DIRECTIONS | Give back every line below word for word, leaving out the picture.

━━━ DATA

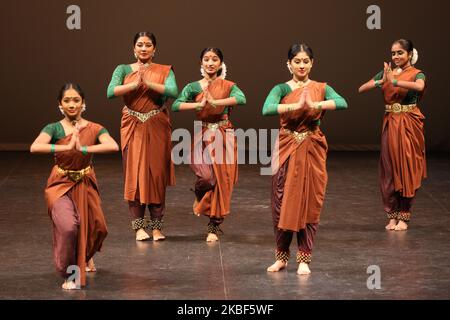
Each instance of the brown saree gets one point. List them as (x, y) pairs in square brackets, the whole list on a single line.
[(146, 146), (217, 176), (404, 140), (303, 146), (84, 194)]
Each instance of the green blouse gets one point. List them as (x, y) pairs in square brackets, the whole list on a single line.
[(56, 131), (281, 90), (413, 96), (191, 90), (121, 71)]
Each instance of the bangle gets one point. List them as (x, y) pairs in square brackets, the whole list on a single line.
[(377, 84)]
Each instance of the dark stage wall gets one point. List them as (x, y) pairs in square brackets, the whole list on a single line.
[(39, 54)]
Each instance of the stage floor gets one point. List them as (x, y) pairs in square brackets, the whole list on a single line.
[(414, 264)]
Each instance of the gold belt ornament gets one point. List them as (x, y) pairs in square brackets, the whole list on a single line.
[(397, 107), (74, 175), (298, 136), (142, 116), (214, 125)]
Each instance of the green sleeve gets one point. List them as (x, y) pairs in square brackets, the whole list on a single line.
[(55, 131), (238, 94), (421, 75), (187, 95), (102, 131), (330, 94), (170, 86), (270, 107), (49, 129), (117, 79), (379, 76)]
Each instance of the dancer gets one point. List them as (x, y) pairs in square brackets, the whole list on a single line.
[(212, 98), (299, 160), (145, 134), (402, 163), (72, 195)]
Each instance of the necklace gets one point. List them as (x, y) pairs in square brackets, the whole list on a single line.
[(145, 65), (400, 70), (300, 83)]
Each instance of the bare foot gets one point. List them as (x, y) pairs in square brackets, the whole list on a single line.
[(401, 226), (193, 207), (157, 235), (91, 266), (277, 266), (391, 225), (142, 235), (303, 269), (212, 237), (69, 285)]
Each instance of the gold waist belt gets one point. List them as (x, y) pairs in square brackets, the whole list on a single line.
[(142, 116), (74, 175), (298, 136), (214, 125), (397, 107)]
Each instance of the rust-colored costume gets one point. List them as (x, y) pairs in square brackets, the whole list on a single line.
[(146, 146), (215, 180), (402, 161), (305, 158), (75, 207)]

━━━━━━

RESPONSE |
Each instance of the brown saree gets one point. List them as (x, y) pairs in square brackets, the whole list on a single line.
[(146, 146), (217, 176), (404, 140), (303, 146), (84, 194)]
Each instance of the green blouse gets one point. List them as (x, y) pairs in square brackets, the whole list on a single line.
[(56, 131), (281, 90), (413, 96), (191, 90), (121, 71)]
Each instance of the bangle gets one point. List them as (x, y) pairs in square brackets, the whole list on a single line.
[(377, 84)]
Each instance of the dark stage wall gets one point. List them as (x, y) pairs in square brackets, the whole list on a single line.
[(39, 54)]
Each instance of the stage floor gets one point. List them as (x, y) pairs in square brackets, the whole list on a single line.
[(414, 264)]
Each instance of the gold belt ornament gets one point. List them as (x, y) pairs in square brackets, the whole list on a single line.
[(397, 107), (74, 175), (298, 136), (142, 116), (214, 125)]
Each instance of the green sleeve gets one point. List them as (x, y) pairs in square brackets, the whole list on a single line.
[(55, 131), (238, 94), (421, 75), (187, 95), (102, 131), (330, 94), (170, 86), (270, 107), (49, 129), (117, 79), (379, 76)]
Each instance of the dancer gets one point. List them as (x, y) pairs in square brackets, the whole list on a single line.
[(212, 98), (299, 160), (145, 134), (402, 163), (72, 195)]
Each instance of the necklace gets one point. List them as (x, y) pairs in square brackets, the whole list on a single line.
[(145, 65), (400, 70), (300, 83)]
Each instance of the bare foot gets one point. List them as (x, y) pairs in square brackets, the whole list on a single line.
[(401, 226), (193, 207), (157, 235), (91, 266), (277, 266), (391, 225), (142, 235), (303, 269), (212, 237), (69, 285)]
Each instance of the gold waist belt gets one point. List them as (x, y) pairs in square brackets, the whole list on a single line.
[(142, 116), (74, 175), (298, 136), (214, 125), (397, 107)]
Each instance of the rust-colored costume gets one point. List them as (x, y) pairs in square brackets, the whole list on a single line.
[(146, 146), (215, 180), (402, 161), (305, 158), (75, 207)]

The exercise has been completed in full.